[INFORMATION SHOWN Boundary: Start]
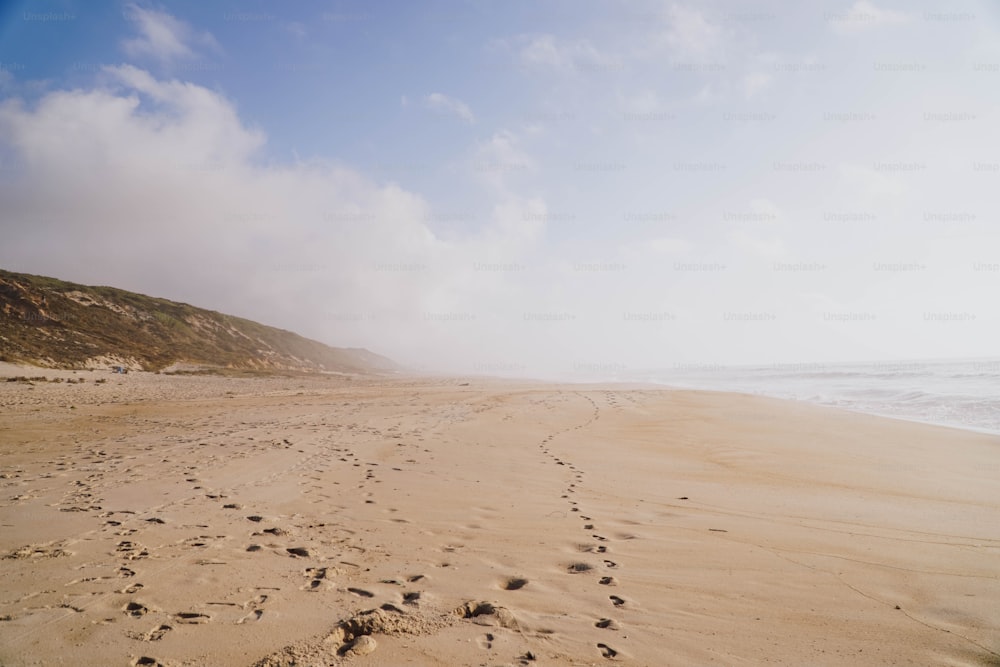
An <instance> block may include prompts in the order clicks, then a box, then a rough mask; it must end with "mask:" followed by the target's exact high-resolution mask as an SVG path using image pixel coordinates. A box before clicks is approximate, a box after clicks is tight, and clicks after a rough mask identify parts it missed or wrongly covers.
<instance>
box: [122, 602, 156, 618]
mask: <svg viewBox="0 0 1000 667" xmlns="http://www.w3.org/2000/svg"><path fill="white" fill-rule="evenodd" d="M122 611H124V612H125V613H126V614H128V615H129V616H134V617H135V618H139V617H140V616H145V615H146V612H148V611H149V609H148V608H147V607H146V605H144V604H142V603H141V602H129V603H128V604H127V605H125V608H124V609H123V610H122Z"/></svg>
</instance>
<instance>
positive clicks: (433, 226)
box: [0, 0, 1000, 375]
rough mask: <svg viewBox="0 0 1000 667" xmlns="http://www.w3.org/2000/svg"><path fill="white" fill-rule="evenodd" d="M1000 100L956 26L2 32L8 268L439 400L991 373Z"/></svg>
mask: <svg viewBox="0 0 1000 667" xmlns="http://www.w3.org/2000/svg"><path fill="white" fill-rule="evenodd" d="M998 84H1000V12H998V10H997V9H996V7H995V6H994V5H992V4H991V3H986V2H973V1H968V0H966V1H965V2H959V3H952V4H951V5H949V6H947V7H945V6H942V5H938V4H934V3H927V2H916V3H890V2H888V1H885V2H882V1H879V2H871V1H868V0H854V1H851V0H848V1H845V2H839V1H838V2H834V1H832V0H831V1H827V2H818V3H809V5H808V6H801V7H800V6H796V7H789V6H788V3H778V2H767V1H759V2H746V3H738V4H735V3H724V2H713V1H710V0H689V1H683V2H680V1H679V2H673V1H653V0H648V1H647V0H636V1H629V0H620V1H616V2H610V1H607V2H560V1H551V2H530V3H529V2H509V3H484V2H420V3H377V5H376V6H372V4H371V3H360V2H319V1H315V2H308V1H302V2H296V3H290V4H288V5H287V6H286V5H284V4H281V3H277V2H266V1H260V2H232V3H226V2H212V3H196V2H171V3H162V4H161V3H146V2H136V3H131V2H129V3H82V2H73V1H69V0H64V1H62V2H13V3H7V4H5V5H4V8H3V9H2V10H0V167H2V170H0V195H2V201H3V202H4V203H3V205H2V206H0V230H2V232H3V237H4V243H2V244H0V265H2V266H4V267H5V268H10V269H13V270H20V271H27V272H33V273H41V274H48V275H54V276H58V277H61V278H64V279H68V280H74V281H79V282H86V283H100V284H113V285H116V286H119V287H122V288H126V289H133V290H136V291H142V292H146V293H150V294H155V295H157V296H163V297H167V298H172V299H178V300H183V301H188V302H191V303H194V304H197V305H201V306H205V307H209V308H213V309H217V310H223V311H226V312H232V313H235V314H239V315H243V316H246V317H251V318H254V319H258V320H260V321H263V322H266V323H269V324H274V325H277V326H281V327H284V328H289V329H293V330H296V331H299V332H301V333H303V334H305V335H308V336H310V337H314V338H317V339H320V340H323V341H324V342H328V343H331V344H335V345H352V346H354V345H357V346H365V347H369V348H371V349H374V350H376V351H379V352H383V353H385V354H388V355H390V356H393V357H395V358H398V359H399V360H401V361H404V362H406V363H409V364H412V365H414V366H420V367H427V368H442V369H446V370H456V371H475V370H485V371H488V370H491V369H499V370H519V371H523V372H527V373H547V374H558V373H568V374H574V373H576V374H578V375H587V374H588V373H590V374H592V371H600V369H609V368H610V369H619V370H638V369H641V368H649V367H664V368H670V367H671V365H678V364H691V363H763V364H766V363H794V362H825V361H849V360H863V359H900V358H910V359H912V358H941V357H968V356H976V355H995V354H996V351H997V347H996V343H995V341H996V340H998V339H1000V335H998V334H1000V317H998V313H997V306H996V298H995V296H996V294H997V293H998V288H1000V269H996V268H993V267H994V266H996V265H997V264H1000V238H998V233H997V231H996V230H997V226H996V225H997V216H998V214H1000V210H998V209H1000V204H998V200H997V198H996V197H995V194H994V193H995V192H996V191H997V190H998V185H1000V155H998V149H1000V145H998V144H1000V141H998V135H997V134H996V130H995V128H996V127H997V120H998V119H997V117H996V110H997V108H998V102H1000V99H998V98H1000V93H998V91H1000V85H998ZM111 247H115V248H119V249H120V252H118V253H117V254H116V257H115V259H114V261H109V255H108V249H109V248H111Z"/></svg>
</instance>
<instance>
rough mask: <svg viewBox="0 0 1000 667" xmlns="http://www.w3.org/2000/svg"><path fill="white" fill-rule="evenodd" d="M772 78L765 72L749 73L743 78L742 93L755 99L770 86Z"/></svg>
mask: <svg viewBox="0 0 1000 667" xmlns="http://www.w3.org/2000/svg"><path fill="white" fill-rule="evenodd" d="M772 79H773V77H772V76H771V75H770V74H767V73H765V72H750V73H749V74H746V75H744V77H743V92H744V94H745V95H746V96H747V97H748V98H750V97H755V96H756V95H757V94H758V93H760V92H761V91H763V90H764V89H765V88H767V87H768V86H769V85H771V81H772Z"/></svg>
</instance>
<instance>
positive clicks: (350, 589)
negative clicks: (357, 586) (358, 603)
mask: <svg viewBox="0 0 1000 667" xmlns="http://www.w3.org/2000/svg"><path fill="white" fill-rule="evenodd" d="M347 592H348V593H354V594H355V595H357V596H359V597H363V598H373V597H375V594H374V593H372V592H371V591H366V590H365V589H363V588H348V589H347Z"/></svg>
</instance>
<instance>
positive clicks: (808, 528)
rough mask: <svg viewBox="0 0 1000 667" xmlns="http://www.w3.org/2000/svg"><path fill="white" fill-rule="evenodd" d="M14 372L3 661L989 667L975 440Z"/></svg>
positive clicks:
[INFORMATION SHOWN Boundary: End]
WORK INSTRUCTIONS
Rewrite every item above with "positive clicks" changed to "foreground clicks" wherever it occurs, keeping all other text the same. Leave out the pictures.

ANSWER SECTION
An <instance> block may include prompts in the order clicks, then a box, then a rough mask; it must end with "mask:" followed by the target's exact high-resolution mask as an SVG path using image pixel coordinates. A box before clicks is approximate, a box after clicks is tight, and clicks after a rough mask identify parts it missed or wrongly covers.
<instance>
box: [122, 602, 156, 618]
mask: <svg viewBox="0 0 1000 667" xmlns="http://www.w3.org/2000/svg"><path fill="white" fill-rule="evenodd" d="M122 611H124V612H125V613H126V614H128V615H129V616H134V617H135V618H139V617H140V616H145V615H146V612H148V611H149V609H148V608H147V607H146V605H144V604H142V603H141V602H129V603H128V604H127V605H125V608H124V609H123V610H122Z"/></svg>
</instance>
<instance>
foreground clicks: (433, 226)
box: [0, 0, 1000, 375]
rough mask: <svg viewBox="0 0 1000 667" xmlns="http://www.w3.org/2000/svg"><path fill="white" fill-rule="evenodd" d="M1000 100L956 26L2 32L8 268L439 400L991 373Z"/></svg>
mask: <svg viewBox="0 0 1000 667" xmlns="http://www.w3.org/2000/svg"><path fill="white" fill-rule="evenodd" d="M998 84H1000V12H998V10H997V9H996V7H995V6H994V5H992V4H991V3H986V2H973V1H968V0H966V1H965V2H959V3H952V4H951V5H949V6H947V7H945V6H942V5H938V4H934V3H927V2H916V3H890V2H888V1H885V2H882V1H879V2H871V1H868V0H854V1H851V0H848V1H845V2H839V1H838V2H834V1H832V0H831V1H827V2H818V3H809V5H808V6H801V7H800V6H796V7H789V6H788V3H778V2H767V1H759V2H746V3H738V4H735V3H724V2H713V1H710V0H689V1H683V2H680V1H679V2H673V1H653V0H648V1H647V0H636V1H629V0H620V1H616V2H610V1H607V2H560V1H551V2H530V3H529V2H509V3H484V2H420V3H377V5H376V6H372V4H371V3H360V2H319V1H315V2H308V1H302V2H296V3H290V4H288V5H287V6H286V5H284V4H281V3H277V2H266V1H260V2H232V3H226V2H212V3H196V2H171V3H162V4H161V3H146V2H136V3H131V2H129V3H82V2H73V1H69V0H64V1H62V2H13V3H7V4H5V5H4V8H3V9H2V10H0V167H2V170H0V195H2V201H3V202H4V203H3V205H2V206H0V230H2V232H3V237H4V243H2V244H0V265H2V266H4V267H5V268H10V269H13V270H20V271H27V272H33V273H41V274H48V275H54V276H58V277H61V278H64V279H68V280H74V281H79V282H86V283H100V284H113V285H116V286H119V287H122V288H126V289H133V290H136V291H142V292H146V293H150V294H155V295H157V296H163V297H167V298H172V299H178V300H183V301H188V302H191V303H194V304H197V305H201V306H205V307H209V308H213V309H217V310H223V311H226V312H232V313H235V314H239V315H243V316H246V317H251V318H254V319H258V320H260V321H263V322H266V323H269V324H274V325H277V326H281V327H284V328H289V329H293V330H296V331H299V332H301V333H303V334H305V335H308V336H310V337H314V338H317V339H320V340H323V341H324V342H328V343H331V344H335V345H352V346H354V345H357V346H365V347H369V348H371V349H374V350H376V351H379V352H383V353H385V354H388V355H390V356H393V357H395V358H398V359H399V360H401V361H404V362H406V363H409V364H412V365H414V366H420V367H427V368H442V369H446V370H456V371H475V370H485V371H488V370H491V369H499V370H519V371H523V372H527V373H547V374H558V373H568V374H574V373H576V374H578V375H587V374H588V373H590V374H592V371H600V369H609V368H610V369H619V370H638V369H641V368H649V367H664V368H670V367H671V365H678V364H691V363H763V364H766V363H794V362H825V361H849V360H863V359H900V358H910V359H912V358H941V357H968V356H976V355H995V354H996V351H997V347H996V343H995V341H996V340H998V339H1000V335H998V334H1000V317H998V313H997V306H996V298H995V296H996V294H997V293H998V288H1000V269H996V268H993V267H994V266H996V265H997V264H1000V238H998V233H997V231H996V230H997V226H996V225H997V216H998V214H1000V210H998V209H1000V204H998V200H997V198H996V197H995V194H994V193H995V192H996V191H997V190H998V185H1000V155H998V149H1000V145H998V144H1000V141H998V135H997V134H996V130H995V128H996V127H997V120H998V119H997V117H996V110H997V108H998V102H1000V99H998V98H1000V93H998V91H1000V85H998ZM111 247H115V248H119V249H120V252H118V253H117V254H116V257H115V259H114V261H109V255H108V249H109V248H111Z"/></svg>
</instance>
<instance>
rough mask: <svg viewBox="0 0 1000 667" xmlns="http://www.w3.org/2000/svg"><path fill="white" fill-rule="evenodd" d="M772 78L765 72L749 73L743 78L742 93L755 99L770 86Z"/></svg>
mask: <svg viewBox="0 0 1000 667" xmlns="http://www.w3.org/2000/svg"><path fill="white" fill-rule="evenodd" d="M772 79H773V77H772V76H771V75H770V74H767V73H765V72H750V73H749V74H746V75H744V77H743V92H744V94H745V95H746V96H747V97H748V98H750V97H755V96H756V95H757V94H758V93H760V92H761V91H763V90H764V89H765V88H767V87H768V86H769V85H771V81H772Z"/></svg>
</instance>
<instance>
foreground clicks: (350, 589)
negative clicks: (357, 586) (358, 603)
mask: <svg viewBox="0 0 1000 667" xmlns="http://www.w3.org/2000/svg"><path fill="white" fill-rule="evenodd" d="M347 592H348V593H354V594H355V595H357V596H359V597H363V598H373V597H375V594H374V593H372V592H371V591H366V590H365V589H363V588H348V589H347Z"/></svg>
</instance>
<instance>
foreground clicks: (808, 528)
rough mask: <svg viewBox="0 0 1000 667" xmlns="http://www.w3.org/2000/svg"><path fill="white" fill-rule="evenodd" d="M14 372L3 661L989 667L975 440Z"/></svg>
foreground clicks:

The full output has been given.